Resume the DataStax Bulk Loader installation guide below, picking up right after its last sentence.

Source passage:
*-*-*

Installing DataStax Bulk Loader

Introduction

DataStax Bulk Loader lets you efficiently and reliably load and unload CSV/JSON data in and out of:

  • DataStax Astra DB databases

  • DataStax Enterprise (DSE) 5.1 and 6.8 databases

  • Open source Apache Cassandra@reg; 2.1 and later databases

DataStax Bulk Loader is open-source software. Join the community of developers who contribute to the product! See the public GitHub repo: https://github.com/datastax/dsbulk

DataStax recommends using the latest DataStax Bulk Loader version, which is currently 1.11. DataStax Bulk Loader is supported on Linux, macOS, and Windows platforms.

You can use DataStax Bulk Loader as a standalone tool that connects remotely to a cluster. The tool is not required to run locally on a cluster node, but can be used in this configuration.

Using DataStax Bulk Loader requires a Java executable, as explained in the post-install requirements and recommendations section.

Installation steps

Use one of the following options to install DSBulk Loader.

  • Linux/macOS

  • Windows

You agree to the terms of the open-source Apache-2.0 license agreement when you download this DataStax product.

  1. Download the DSBulk Loader tarball or zip file from the DSBulk Loader GitHub repo.

  2. Select the package for your OS. DataStax provides a tar file for Linux and macOS.

  3. Unpack the downloaded distribution.

    Linux example:

    tar -xzvf dsbulk-{dsbulk-version}.tar.gz

You agree to the terms of the open-source Apache-2.0 license agreement when you download this DataStax product.

Ensure you have Java installed on your Windows system.

  1. Download the DSBulk Loader zip file for Windows from the DSBulk Loader GitHub repo. Releases are published in various formats. Ensure you select .zip, not .zip.asc.

  2. Extract the contents to a directory. While DSBulk attempts to find the Java executable automatically, you can manually configure Java for DSBulk to specify the Java executable to use. Define the JAVA_HOME environment variable to specify which Java VM to use for DSBulk.

*-*-*

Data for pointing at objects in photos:
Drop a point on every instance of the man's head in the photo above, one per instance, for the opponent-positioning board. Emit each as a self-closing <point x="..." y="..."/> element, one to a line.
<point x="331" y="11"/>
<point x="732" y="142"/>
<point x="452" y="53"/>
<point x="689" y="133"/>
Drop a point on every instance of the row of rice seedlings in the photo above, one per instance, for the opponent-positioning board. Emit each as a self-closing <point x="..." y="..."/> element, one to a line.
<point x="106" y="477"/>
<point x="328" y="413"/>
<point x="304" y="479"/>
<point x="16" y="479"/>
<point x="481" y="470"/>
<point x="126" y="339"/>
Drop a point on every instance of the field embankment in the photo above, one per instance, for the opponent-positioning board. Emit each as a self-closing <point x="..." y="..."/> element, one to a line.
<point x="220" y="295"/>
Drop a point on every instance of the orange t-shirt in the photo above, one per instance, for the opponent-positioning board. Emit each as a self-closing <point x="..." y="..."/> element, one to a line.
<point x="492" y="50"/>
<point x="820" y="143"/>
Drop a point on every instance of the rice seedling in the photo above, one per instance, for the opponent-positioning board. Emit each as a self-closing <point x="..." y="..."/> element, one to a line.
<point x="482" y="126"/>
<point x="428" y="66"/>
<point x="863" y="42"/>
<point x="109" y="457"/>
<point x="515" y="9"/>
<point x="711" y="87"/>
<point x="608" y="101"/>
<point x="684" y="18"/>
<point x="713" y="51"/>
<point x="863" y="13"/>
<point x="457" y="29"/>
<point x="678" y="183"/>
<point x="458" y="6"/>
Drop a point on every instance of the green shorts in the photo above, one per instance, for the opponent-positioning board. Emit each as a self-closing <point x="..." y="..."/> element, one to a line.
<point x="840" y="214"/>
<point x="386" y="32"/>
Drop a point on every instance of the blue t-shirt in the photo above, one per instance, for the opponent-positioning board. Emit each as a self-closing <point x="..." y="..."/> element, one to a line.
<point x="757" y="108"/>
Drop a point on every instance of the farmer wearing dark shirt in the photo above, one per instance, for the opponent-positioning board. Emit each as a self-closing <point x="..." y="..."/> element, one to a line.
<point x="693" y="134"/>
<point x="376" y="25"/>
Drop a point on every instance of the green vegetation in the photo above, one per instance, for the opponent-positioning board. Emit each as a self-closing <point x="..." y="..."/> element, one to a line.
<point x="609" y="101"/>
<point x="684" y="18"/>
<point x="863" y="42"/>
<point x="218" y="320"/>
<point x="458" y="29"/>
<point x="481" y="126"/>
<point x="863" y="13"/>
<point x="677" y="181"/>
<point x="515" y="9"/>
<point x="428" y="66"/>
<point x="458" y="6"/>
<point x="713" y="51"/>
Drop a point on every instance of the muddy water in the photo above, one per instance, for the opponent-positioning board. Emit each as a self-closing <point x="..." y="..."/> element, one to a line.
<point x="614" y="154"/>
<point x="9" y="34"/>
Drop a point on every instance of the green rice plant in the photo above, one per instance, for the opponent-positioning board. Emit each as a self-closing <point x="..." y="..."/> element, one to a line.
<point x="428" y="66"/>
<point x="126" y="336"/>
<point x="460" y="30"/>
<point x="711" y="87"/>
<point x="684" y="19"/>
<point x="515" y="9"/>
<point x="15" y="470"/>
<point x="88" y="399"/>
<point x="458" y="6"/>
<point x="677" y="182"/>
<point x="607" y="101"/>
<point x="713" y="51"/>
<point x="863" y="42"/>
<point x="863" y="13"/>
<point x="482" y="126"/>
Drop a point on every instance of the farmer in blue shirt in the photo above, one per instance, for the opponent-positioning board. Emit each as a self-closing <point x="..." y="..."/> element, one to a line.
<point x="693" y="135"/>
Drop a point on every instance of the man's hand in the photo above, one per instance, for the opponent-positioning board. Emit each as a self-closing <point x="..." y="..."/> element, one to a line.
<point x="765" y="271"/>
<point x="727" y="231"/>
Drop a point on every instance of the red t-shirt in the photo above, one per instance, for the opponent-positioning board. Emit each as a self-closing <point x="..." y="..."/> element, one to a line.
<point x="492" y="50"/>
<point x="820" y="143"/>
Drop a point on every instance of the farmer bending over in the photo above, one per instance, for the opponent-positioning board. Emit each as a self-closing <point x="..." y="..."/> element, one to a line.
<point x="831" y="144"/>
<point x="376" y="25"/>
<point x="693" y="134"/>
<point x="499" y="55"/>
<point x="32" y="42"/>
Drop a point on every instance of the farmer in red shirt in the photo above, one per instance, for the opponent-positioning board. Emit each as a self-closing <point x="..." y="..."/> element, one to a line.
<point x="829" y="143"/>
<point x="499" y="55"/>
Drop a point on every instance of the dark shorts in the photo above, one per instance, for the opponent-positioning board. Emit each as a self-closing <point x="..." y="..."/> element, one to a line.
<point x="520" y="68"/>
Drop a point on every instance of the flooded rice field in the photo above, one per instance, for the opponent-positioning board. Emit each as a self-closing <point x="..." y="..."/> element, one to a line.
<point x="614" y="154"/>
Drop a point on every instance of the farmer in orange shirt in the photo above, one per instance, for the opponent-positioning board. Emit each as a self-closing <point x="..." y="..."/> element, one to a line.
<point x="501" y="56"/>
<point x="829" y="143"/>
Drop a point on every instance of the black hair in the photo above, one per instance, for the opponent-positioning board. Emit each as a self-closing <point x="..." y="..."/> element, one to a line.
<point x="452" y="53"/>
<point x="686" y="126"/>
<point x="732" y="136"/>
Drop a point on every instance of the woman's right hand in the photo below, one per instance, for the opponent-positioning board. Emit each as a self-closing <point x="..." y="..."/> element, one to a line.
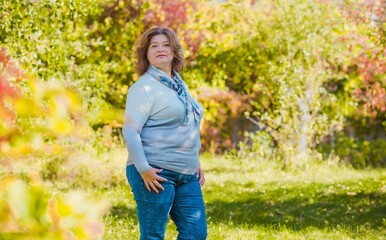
<point x="152" y="180"/>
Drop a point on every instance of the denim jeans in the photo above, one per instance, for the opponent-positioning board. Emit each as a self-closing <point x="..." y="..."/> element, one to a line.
<point x="182" y="200"/>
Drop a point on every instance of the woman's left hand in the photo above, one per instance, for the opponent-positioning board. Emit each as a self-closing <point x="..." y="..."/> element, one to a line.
<point x="200" y="175"/>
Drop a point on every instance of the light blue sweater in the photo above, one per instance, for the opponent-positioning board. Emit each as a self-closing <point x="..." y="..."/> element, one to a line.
<point x="154" y="132"/>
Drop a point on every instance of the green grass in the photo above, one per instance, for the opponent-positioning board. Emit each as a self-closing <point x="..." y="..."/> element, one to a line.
<point x="257" y="200"/>
<point x="245" y="199"/>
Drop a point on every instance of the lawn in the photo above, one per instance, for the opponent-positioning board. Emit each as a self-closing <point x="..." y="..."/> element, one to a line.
<point x="251" y="199"/>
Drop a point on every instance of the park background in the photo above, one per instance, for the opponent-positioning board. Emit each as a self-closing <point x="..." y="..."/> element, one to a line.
<point x="293" y="136"/>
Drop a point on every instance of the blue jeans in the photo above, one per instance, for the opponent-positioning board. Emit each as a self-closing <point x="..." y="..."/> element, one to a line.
<point x="182" y="200"/>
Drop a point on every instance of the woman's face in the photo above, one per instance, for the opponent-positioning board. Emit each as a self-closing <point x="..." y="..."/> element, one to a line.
<point x="160" y="52"/>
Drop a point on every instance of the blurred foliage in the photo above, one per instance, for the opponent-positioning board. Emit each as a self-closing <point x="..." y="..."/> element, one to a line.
<point x="34" y="118"/>
<point x="28" y="212"/>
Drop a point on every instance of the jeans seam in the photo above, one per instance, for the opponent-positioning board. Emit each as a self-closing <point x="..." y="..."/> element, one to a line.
<point x="186" y="220"/>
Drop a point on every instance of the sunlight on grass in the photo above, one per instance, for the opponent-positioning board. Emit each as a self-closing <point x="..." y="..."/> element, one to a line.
<point x="257" y="200"/>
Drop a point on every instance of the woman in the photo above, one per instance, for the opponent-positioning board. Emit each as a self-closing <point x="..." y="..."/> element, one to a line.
<point x="161" y="131"/>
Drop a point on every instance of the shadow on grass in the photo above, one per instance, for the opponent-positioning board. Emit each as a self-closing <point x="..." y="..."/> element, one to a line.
<point x="300" y="208"/>
<point x="123" y="212"/>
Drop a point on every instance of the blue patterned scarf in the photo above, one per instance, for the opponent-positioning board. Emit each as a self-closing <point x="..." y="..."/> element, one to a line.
<point x="177" y="84"/>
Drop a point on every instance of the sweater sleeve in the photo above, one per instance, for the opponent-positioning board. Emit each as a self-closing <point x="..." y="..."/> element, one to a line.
<point x="137" y="111"/>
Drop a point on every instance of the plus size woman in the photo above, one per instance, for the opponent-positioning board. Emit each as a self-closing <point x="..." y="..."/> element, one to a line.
<point x="162" y="135"/>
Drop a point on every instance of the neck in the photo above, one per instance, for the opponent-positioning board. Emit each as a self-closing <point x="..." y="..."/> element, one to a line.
<point x="167" y="70"/>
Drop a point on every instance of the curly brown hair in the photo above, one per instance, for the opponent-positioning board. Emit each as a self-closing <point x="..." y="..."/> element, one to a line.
<point x="142" y="45"/>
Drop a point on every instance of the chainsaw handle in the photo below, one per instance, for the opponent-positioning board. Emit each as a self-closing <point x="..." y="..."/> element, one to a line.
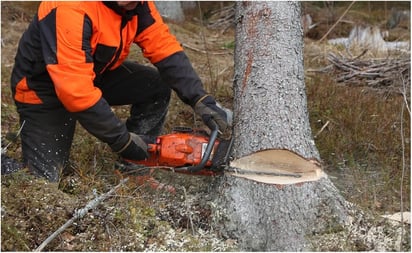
<point x="213" y="135"/>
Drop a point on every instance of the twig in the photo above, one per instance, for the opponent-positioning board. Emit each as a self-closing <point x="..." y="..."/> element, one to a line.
<point x="203" y="51"/>
<point x="336" y="23"/>
<point x="80" y="213"/>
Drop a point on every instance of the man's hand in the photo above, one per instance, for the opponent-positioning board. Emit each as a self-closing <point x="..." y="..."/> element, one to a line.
<point x="209" y="110"/>
<point x="134" y="149"/>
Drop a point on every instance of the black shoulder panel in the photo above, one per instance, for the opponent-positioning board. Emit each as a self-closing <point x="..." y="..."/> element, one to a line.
<point x="144" y="17"/>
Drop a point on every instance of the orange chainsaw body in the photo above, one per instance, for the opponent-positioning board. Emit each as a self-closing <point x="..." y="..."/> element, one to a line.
<point x="179" y="149"/>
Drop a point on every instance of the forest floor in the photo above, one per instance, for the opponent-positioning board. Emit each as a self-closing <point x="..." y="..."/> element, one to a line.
<point x="361" y="147"/>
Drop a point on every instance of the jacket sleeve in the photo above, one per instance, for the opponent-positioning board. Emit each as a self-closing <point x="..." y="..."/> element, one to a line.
<point x="66" y="34"/>
<point x="165" y="52"/>
<point x="178" y="72"/>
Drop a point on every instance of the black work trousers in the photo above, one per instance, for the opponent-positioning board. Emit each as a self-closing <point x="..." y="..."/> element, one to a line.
<point x="48" y="130"/>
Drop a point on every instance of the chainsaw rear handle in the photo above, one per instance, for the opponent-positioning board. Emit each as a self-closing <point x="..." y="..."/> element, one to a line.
<point x="213" y="135"/>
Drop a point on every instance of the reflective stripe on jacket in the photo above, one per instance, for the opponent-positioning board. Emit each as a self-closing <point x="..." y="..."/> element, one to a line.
<point x="68" y="44"/>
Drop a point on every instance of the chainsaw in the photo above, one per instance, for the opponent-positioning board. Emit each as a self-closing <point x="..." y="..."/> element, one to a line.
<point x="189" y="151"/>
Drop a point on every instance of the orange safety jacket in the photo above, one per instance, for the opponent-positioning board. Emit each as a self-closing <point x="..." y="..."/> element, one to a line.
<point x="73" y="42"/>
<point x="69" y="44"/>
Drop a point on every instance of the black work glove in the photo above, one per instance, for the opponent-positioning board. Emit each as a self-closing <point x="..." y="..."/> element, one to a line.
<point x="134" y="149"/>
<point x="207" y="108"/>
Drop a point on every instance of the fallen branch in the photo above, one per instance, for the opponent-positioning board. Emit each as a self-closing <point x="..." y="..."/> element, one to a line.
<point x="80" y="213"/>
<point x="384" y="74"/>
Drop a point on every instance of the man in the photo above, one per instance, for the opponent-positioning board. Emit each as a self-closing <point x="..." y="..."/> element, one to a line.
<point x="70" y="66"/>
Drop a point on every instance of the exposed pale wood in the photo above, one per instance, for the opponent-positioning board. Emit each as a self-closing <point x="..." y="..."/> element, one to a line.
<point x="277" y="166"/>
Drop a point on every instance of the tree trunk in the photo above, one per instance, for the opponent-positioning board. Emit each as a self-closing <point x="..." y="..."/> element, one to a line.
<point x="171" y="10"/>
<point x="271" y="114"/>
<point x="275" y="196"/>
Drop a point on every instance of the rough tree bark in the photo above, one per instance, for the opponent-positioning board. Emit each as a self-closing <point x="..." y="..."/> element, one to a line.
<point x="271" y="114"/>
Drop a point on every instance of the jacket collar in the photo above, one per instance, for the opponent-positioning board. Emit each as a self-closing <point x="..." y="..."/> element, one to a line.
<point x="126" y="15"/>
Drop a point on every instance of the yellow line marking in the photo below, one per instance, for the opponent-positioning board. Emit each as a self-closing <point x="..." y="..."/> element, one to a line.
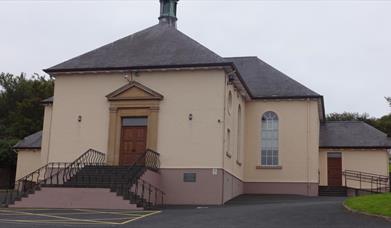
<point x="63" y="222"/>
<point x="60" y="217"/>
<point x="137" y="213"/>
<point x="134" y="215"/>
<point x="131" y="220"/>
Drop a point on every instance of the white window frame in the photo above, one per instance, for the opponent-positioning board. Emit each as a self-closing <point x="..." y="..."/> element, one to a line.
<point x="270" y="139"/>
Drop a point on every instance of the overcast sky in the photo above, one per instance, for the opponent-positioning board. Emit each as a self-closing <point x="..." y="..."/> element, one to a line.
<point x="340" y="49"/>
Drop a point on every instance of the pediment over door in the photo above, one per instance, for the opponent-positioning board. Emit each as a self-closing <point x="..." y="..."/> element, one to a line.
<point x="134" y="91"/>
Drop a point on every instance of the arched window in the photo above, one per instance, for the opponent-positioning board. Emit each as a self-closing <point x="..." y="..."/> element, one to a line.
<point x="239" y="134"/>
<point x="269" y="154"/>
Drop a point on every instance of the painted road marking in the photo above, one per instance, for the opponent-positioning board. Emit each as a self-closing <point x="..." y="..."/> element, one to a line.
<point x="60" y="216"/>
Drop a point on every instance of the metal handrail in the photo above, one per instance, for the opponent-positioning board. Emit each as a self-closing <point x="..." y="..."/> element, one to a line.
<point x="54" y="173"/>
<point x="148" y="160"/>
<point x="379" y="183"/>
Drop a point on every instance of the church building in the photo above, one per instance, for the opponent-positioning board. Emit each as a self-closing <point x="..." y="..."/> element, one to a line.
<point x="204" y="128"/>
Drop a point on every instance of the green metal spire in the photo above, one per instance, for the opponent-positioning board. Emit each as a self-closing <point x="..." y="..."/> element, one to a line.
<point x="168" y="11"/>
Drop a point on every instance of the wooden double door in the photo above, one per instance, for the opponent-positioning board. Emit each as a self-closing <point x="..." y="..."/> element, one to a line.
<point x="334" y="169"/>
<point x="133" y="144"/>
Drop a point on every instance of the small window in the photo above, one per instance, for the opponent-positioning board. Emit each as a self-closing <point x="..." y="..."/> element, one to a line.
<point x="189" y="177"/>
<point x="229" y="102"/>
<point x="269" y="140"/>
<point x="134" y="121"/>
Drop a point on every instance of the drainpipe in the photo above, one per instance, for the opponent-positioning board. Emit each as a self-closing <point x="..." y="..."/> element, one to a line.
<point x="307" y="149"/>
<point x="224" y="119"/>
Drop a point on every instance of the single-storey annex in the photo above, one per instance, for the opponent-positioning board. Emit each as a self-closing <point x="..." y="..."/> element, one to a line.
<point x="219" y="127"/>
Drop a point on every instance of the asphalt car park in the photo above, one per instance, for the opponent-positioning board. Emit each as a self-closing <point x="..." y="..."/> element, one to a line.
<point x="76" y="217"/>
<point x="269" y="211"/>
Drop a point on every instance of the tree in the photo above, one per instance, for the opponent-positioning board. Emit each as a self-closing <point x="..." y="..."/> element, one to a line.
<point x="383" y="123"/>
<point x="348" y="116"/>
<point x="21" y="113"/>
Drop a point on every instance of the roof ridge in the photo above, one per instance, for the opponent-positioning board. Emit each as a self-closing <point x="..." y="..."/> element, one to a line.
<point x="241" y="57"/>
<point x="289" y="78"/>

*-*-*

The reply:
  3. Adjust the port-number to your specific configuration. The default is 9042.

  4. Open a command prompt, navigate to the dsbulk-VERSION\bin directory, and then run dsbulk commands.

  5. Run the DSBulk commands.

    For example, to load data from a CSV file into your database, you could use the following:

    dsbulk load -url C:\PATH_TO_CSV -k KEYSPACE_NAME -t TABLE_NAME

    Replace the following:

    • PATH_TO_CSV: The path to the CSV file that you want to load. You must escape all backslashes (\) in Windows paths.

    • KEYSPACE_NAME and TABLE_NAME: The keyspace and table in your database where you want to load the data. Escape all backslashes (\) in Windows paths.

      For more information, see Escaping command line arguments.

DSBulk has options for your needs, including data formatting, authentication, and performance tuning. Use the dsbulk help command to explore available commands and options. For more information on all available settings, see DSBulk Loader snapshot options.

Post-install requirements and recommendations

Java executable is required.

Using DataStax Bulk Loader requires a Java executable.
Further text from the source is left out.